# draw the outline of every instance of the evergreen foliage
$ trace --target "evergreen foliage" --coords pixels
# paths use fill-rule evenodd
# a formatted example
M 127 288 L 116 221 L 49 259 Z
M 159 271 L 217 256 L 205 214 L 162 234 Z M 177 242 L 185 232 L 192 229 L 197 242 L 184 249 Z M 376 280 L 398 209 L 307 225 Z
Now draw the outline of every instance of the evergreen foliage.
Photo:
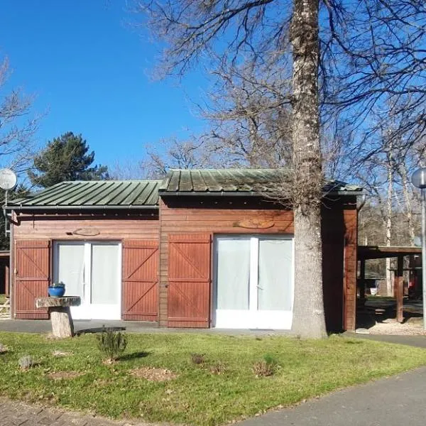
=====
| Zu bearbeitende Aufgabe |
Drucken Sie das gesamte Material oben Zeile für Zeile unverändert ab und lassen Sie die Bilder dabei weg.

| Ergebnis der Übung |
# draw the outline of every instance of the evergreen foliage
$ trace --target "evergreen foliage" --coords pixels
# paths use fill-rule evenodd
# a formatted example
M 127 288 L 116 221 L 49 259 Z
M 159 271 L 217 256 L 205 214 L 162 234 Z M 177 242 L 185 232 L 192 229 L 197 242 L 184 249 Z M 376 280 L 398 209 L 307 225 Z
Now draw the outline of every instance of the evergreen foliage.
Photo:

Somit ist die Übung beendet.